At around 9:30 Thursday night, December 31, 1964, (New Year's Eve) the Egan family was found murdered at a rest-stop, on Interstate 81, two miles North of Watertown. William Jay and his wife had pulled in to clean their car's windshield when Jay noticed Barbara Egan's body on the ground near a car.

Police found the three Egan's shot twice in the head, “gangland fashion” in the vernacular of the day.

Peter W. Egan Jr. was 27 and his wife Barbara Ann, was 24; both lived in Sackets Harbor. Peter's brother, Gerald Francis , was 19 and lived in Watertown.

The two brothers were found slumped over in the front seat of their 1955 Mercury Station Wagon and Barbara was found on the gravel on the right side of the car, face-down and not in view of cars on Route 81. One of her boots was on the ground in front of the vehicle, and she was still in curlers.

The two brothers were shot with a .25 caliber pistol, while Mrs. Egan was shot with a .38 caliber pistol, the shells from the 25 caliber were found on the ground.

When the police got there the family Pekingese dog was found unharmed in the vehicle, sitting on top of the front seat and partially on one of the dead men's shoulders.

## Problem
From the account of the Egan family murders, extract verbatim the stretch from "Peter W. Egan" through "on the ground.".

Entries from a pointing dataset
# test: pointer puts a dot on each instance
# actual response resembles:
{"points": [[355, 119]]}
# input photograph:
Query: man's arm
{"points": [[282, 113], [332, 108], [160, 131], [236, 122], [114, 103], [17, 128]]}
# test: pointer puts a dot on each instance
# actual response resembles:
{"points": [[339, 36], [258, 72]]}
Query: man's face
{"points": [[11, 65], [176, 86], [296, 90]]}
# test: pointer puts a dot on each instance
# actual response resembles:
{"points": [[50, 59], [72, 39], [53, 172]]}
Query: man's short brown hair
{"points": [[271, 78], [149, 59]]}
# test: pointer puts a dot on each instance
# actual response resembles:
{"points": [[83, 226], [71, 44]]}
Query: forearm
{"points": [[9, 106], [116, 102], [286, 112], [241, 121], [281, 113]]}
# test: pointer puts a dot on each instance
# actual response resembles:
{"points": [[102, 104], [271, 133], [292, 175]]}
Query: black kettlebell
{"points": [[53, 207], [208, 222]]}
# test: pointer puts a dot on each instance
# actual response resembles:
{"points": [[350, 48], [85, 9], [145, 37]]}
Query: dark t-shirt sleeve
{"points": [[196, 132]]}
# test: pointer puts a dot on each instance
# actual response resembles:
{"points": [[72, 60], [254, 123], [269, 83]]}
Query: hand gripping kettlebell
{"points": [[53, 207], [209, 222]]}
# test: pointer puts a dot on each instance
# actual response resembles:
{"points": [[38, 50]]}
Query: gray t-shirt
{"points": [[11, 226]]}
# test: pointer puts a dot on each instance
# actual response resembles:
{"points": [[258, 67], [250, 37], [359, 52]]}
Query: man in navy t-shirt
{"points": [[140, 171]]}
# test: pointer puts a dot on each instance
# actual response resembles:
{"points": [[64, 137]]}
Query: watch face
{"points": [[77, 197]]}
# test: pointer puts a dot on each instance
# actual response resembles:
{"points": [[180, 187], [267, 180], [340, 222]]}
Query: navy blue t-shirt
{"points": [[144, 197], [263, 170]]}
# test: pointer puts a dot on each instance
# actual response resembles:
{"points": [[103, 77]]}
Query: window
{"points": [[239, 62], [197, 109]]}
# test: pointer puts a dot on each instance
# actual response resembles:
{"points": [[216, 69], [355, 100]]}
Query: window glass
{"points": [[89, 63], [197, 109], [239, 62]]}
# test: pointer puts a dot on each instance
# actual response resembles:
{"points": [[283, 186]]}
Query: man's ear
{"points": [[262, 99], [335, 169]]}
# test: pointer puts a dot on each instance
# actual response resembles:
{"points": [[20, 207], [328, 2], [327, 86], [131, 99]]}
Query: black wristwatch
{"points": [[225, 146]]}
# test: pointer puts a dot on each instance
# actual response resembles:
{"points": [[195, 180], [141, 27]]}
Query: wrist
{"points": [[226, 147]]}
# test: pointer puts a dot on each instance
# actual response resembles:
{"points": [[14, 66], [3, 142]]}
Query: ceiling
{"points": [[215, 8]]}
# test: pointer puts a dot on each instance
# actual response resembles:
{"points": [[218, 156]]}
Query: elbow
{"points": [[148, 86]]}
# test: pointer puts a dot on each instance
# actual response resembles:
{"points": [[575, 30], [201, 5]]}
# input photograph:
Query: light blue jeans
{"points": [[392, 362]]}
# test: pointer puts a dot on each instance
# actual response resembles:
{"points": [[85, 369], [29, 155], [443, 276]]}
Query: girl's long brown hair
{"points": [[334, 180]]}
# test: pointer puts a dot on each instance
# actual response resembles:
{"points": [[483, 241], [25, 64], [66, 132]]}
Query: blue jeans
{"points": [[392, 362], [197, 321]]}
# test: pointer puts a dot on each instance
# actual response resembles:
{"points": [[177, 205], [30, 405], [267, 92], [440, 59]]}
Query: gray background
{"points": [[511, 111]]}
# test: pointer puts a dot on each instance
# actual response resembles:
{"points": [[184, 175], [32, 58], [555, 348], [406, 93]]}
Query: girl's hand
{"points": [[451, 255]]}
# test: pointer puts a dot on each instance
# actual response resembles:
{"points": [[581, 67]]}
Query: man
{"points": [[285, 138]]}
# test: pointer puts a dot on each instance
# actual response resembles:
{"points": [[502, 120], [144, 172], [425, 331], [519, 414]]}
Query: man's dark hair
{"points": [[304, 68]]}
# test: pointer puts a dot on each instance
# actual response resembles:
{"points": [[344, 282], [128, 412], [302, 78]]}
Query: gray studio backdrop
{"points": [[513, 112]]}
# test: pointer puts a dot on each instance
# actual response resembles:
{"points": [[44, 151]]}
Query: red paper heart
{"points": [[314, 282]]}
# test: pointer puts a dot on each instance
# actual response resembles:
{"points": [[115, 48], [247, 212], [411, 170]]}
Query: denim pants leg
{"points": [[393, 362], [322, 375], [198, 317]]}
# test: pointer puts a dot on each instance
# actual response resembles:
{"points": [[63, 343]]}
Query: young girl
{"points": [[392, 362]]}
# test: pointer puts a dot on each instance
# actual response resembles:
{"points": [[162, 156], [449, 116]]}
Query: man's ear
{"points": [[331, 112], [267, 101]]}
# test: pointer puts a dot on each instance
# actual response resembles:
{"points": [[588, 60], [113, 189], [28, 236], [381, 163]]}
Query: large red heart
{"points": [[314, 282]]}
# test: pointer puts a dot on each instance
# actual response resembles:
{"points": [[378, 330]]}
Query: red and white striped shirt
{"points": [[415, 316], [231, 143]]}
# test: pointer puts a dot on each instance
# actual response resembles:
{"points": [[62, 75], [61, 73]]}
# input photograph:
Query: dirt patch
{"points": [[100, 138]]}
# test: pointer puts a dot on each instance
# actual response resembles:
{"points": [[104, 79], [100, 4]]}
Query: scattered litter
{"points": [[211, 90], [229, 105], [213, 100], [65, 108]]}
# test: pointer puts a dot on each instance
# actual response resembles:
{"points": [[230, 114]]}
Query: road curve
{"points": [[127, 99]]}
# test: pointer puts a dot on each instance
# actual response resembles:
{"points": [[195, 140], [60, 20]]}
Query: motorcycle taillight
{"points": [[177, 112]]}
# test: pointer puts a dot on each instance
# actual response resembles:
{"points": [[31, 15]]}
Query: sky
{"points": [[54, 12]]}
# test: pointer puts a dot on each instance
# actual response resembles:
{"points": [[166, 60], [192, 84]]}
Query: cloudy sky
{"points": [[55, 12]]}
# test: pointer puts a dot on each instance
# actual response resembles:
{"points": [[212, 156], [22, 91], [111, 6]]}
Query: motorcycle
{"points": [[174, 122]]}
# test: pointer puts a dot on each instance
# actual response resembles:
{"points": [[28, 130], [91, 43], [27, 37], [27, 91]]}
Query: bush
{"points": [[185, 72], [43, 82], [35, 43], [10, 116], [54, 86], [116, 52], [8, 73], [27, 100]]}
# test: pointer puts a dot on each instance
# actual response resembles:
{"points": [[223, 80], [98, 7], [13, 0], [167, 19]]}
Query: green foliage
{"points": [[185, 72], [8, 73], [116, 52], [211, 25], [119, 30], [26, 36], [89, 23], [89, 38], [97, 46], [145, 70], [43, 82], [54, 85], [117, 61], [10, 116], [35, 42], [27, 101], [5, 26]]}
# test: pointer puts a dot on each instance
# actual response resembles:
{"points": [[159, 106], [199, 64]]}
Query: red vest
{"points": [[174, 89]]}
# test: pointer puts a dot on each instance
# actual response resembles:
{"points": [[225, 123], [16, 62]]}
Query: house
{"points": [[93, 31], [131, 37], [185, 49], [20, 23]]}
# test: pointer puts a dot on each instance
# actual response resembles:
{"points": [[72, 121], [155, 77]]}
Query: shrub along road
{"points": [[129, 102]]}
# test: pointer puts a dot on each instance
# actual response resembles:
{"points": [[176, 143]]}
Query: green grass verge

## Task answer
Peter W. Egan Jr. was 27 and his wife Barbara Ann, was 24; both lived in Sackets Harbor. Peter's brother, Gerald Francis , was 19 and lived in Watertown.

The two brothers were found slumped over in the front seat of their 1955 Mercury Station Wagon and Barbara was found on the gravel on the right side of the car, face-down and not in view of cars on Route 81. One of her boots was on the ground in front of the vehicle, and she was still in curlers.

The two brothers were shot with a .25 caliber pistol, while Mrs. Egan was shot with a .38 caliber pistol, the shells from the 25 caliber were found on the ground.